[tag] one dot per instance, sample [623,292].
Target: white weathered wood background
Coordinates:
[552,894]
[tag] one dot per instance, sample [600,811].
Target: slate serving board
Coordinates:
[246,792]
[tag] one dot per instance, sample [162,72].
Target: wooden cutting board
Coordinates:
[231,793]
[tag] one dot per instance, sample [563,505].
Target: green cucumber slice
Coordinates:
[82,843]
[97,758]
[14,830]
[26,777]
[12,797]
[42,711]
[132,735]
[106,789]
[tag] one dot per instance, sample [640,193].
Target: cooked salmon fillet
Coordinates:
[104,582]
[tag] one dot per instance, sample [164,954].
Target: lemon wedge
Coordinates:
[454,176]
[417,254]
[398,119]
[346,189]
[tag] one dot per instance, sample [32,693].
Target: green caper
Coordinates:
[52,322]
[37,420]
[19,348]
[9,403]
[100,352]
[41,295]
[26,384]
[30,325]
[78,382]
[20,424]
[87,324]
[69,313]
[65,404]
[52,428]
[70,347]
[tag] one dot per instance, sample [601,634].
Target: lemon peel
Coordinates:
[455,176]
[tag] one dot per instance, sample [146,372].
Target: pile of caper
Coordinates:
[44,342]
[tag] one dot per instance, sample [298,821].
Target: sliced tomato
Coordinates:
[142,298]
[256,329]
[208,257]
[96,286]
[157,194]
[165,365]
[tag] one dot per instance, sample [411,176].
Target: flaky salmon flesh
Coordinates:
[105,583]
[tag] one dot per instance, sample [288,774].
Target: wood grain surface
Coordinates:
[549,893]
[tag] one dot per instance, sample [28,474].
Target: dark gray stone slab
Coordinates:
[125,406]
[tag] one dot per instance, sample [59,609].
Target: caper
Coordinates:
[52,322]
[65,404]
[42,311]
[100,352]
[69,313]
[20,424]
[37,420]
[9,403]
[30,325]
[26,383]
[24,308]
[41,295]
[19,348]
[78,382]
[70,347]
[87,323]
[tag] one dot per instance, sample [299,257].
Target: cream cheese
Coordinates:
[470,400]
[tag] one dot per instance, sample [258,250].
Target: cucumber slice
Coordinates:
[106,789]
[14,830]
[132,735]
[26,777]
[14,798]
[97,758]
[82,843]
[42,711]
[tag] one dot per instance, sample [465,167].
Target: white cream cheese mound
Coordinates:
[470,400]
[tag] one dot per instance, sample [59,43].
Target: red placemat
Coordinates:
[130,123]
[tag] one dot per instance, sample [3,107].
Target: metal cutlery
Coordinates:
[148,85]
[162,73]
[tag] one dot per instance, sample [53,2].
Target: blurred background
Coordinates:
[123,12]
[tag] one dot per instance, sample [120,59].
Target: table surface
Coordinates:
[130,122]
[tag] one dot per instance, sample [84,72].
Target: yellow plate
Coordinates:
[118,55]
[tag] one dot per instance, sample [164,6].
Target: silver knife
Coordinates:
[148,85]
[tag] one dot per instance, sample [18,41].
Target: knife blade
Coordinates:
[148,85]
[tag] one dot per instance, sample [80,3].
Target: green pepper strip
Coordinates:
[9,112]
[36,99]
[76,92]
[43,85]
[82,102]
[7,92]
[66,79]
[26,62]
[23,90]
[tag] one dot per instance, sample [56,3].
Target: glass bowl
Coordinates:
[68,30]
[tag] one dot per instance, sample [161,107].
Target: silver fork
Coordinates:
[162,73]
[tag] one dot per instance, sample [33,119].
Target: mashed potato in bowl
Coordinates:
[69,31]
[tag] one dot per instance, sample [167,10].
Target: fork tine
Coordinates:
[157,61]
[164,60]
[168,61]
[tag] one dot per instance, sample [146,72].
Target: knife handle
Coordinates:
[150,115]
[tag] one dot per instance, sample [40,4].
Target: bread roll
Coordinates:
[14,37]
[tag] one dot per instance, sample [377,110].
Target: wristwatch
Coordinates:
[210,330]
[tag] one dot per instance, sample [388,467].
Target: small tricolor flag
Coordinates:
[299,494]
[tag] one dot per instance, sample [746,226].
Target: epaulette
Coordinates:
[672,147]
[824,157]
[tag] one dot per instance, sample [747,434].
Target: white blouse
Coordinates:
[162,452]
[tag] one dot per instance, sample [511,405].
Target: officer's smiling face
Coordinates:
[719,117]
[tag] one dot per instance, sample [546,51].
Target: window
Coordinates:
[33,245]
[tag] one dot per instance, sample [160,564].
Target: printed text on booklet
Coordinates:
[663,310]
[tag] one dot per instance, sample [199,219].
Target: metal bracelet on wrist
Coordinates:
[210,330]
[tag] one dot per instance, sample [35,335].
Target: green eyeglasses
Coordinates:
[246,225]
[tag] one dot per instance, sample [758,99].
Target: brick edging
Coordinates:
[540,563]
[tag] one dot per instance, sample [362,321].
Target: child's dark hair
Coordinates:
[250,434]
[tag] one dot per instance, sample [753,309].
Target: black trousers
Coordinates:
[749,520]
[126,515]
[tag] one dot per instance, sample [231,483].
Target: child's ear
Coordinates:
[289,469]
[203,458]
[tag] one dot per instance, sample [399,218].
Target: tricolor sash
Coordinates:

REQUIREMENT: Return everything from the line containing "[tag] one dot per instance, sample [753,309]." down to the last line of the listing, word for word.

ANSWER FOR THIS EXERCISE:
[tag] one dot per instance, sample [753,309].
Target: black trousers
Coordinates:
[749,520]
[126,515]
[tag] one dot per instance, sample [231,483].
Target: child's ear
Coordinates:
[289,469]
[203,458]
[tag] one dot per instance, sample [399,218].
Target: tricolor sash
Coordinates:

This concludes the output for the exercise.